• **Data for this task**:
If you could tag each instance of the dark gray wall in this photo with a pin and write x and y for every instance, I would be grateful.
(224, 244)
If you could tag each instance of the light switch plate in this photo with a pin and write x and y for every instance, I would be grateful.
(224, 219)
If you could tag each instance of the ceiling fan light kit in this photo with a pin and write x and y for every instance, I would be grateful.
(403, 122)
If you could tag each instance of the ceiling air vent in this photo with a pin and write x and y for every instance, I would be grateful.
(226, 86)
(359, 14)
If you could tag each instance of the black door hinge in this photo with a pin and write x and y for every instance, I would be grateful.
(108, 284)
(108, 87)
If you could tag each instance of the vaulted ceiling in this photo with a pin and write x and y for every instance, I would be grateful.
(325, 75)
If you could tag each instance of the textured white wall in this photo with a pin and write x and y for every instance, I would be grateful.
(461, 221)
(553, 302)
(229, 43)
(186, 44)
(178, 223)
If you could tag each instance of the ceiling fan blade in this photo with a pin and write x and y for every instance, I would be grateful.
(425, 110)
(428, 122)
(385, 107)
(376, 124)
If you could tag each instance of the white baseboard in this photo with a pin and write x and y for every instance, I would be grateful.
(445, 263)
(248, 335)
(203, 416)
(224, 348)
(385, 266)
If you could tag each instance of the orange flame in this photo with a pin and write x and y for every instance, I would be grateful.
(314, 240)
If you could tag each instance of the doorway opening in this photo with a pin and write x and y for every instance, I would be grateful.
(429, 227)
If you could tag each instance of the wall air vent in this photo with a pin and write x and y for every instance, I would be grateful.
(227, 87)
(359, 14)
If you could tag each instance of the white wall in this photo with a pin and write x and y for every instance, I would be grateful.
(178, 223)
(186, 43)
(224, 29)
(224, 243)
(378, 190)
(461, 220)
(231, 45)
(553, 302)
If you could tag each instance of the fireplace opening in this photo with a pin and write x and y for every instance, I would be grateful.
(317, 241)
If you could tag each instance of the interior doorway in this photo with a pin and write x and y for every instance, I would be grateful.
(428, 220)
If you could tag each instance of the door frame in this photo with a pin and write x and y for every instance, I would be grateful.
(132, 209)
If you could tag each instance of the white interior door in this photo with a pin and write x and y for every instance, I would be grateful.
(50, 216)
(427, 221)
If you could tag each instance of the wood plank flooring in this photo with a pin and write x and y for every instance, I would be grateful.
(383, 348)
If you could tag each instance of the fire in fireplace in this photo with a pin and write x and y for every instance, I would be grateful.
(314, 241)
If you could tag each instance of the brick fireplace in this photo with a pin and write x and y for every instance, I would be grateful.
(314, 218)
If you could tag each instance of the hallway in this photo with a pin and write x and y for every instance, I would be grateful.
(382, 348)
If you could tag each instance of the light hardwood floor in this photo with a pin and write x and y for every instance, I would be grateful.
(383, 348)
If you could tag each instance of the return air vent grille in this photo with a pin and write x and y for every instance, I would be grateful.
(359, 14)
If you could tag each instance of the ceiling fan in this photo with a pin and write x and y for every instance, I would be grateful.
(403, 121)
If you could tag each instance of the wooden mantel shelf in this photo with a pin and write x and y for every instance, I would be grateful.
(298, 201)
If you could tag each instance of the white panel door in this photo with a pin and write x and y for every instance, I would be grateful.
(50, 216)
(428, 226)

• **Written request**:
Copy every line of the records above word for word.

• **Solution to the exercise**:
If you could tag each instance of the dark gray wall in this photo with a pin and write x and y for every instance, I would be grateful.
(224, 244)
If you could tag each instance of the light switch plate in this photo with a pin and write x and y for every instance, I would be grateful.
(224, 219)
If you could tag each instance of the ceiling fan light kit in this photo with a pin and write x and y for every instance, I would be grateful.
(403, 122)
If you could tag each instance of the ceiling air vent in this photo with a pin and write x and y for every instance, I would be grateful.
(226, 86)
(359, 14)
If you could tag each instance of the black door hinge in this photo with a pin and write x and y for every instance, I would be grateful.
(108, 284)
(108, 87)
If you could tag each instance of the vaulted ceiling in this photo with a pin and write x and y for every instance, I would be grateful.
(325, 75)
If you could tag each instance of the textured white wall in this photo with a pin and write x and y for every instance, I would be grateful.
(461, 221)
(553, 302)
(229, 43)
(186, 44)
(178, 223)
If you could tag each instance of the ceiling fan blade in this photo with a pin and write x and y for every instance, I would be grateful.
(425, 110)
(428, 122)
(385, 107)
(376, 124)
If you could tag each instance of the white baseboard in this photo with a pin and write x and y for every instance, I would be grateful.
(445, 263)
(248, 335)
(203, 416)
(224, 348)
(385, 266)
If you could tag each instance of the orange flame in this photo with a pin and write x and y for every instance, I would be grateful.
(314, 240)
If you could tag each instance of the doorway opening in this photo with a pin and write x and y for every instance, I would be grateful.
(429, 227)
If you could tag each instance of the wall air vent in this photo with a pin and write x and y for every instance, I would be grateful.
(227, 87)
(359, 14)
If you could tag each instance of the white wall in this photo with a pin and write x and y for every instance, I would be grateful.
(178, 223)
(186, 43)
(224, 29)
(224, 243)
(378, 190)
(461, 220)
(231, 45)
(553, 302)
If you could tag each instance of the fireplace opening in this photo with a pin and write x and y for every instance, I would be grateful.
(317, 241)
If you could tag each instance of the interior doorway in this photo with a pin and write x and y for every instance, I would be grateful.
(428, 220)
If you could tag each instance of the door frame in this photo with a pin and write x and y for every instance, I would be grateful.
(132, 209)
If you could tag each instance of the white interior door in this photo with a pin and write x and y for every instance, I would be grateful.
(50, 216)
(427, 221)
If you could tag each instance of the wood plank flooring in this photo with a pin and write x and y for every instance, I would be grateful.
(383, 348)
If you could tag each instance of the fire in fireplace in this photo with a pin and write x and y for every instance, I would be grateful.
(314, 241)
If you could tag each instance of the brick fireplace in this photo with a pin and write x and y for every instance, I would be grateful.
(314, 218)
If you could tag each instance of the hallway in this photo with a pin and write x and y for every instance, I would be grateful.
(382, 348)
If you could tag each instance of the light hardwood floor in this photo with a pin and write x and y for every instance, I would be grateful.
(383, 348)
If you could tag each instance of the return air vent grille in this photo with a pin and write x and y for every instance, I would be grateful.
(359, 14)
If you could tag each instance of the ceiling fan in this photo with a pin and write x and y for every instance, I would be grateful.
(403, 121)
If you could tag each instance of the wooden mantel shelf in this photo with a pin and write x and y for every instance, I would be grateful.
(298, 201)
If you could tag each instance of the white panel door in this photo with a pin and write x and y for every instance, I would be grateful.
(50, 216)
(428, 226)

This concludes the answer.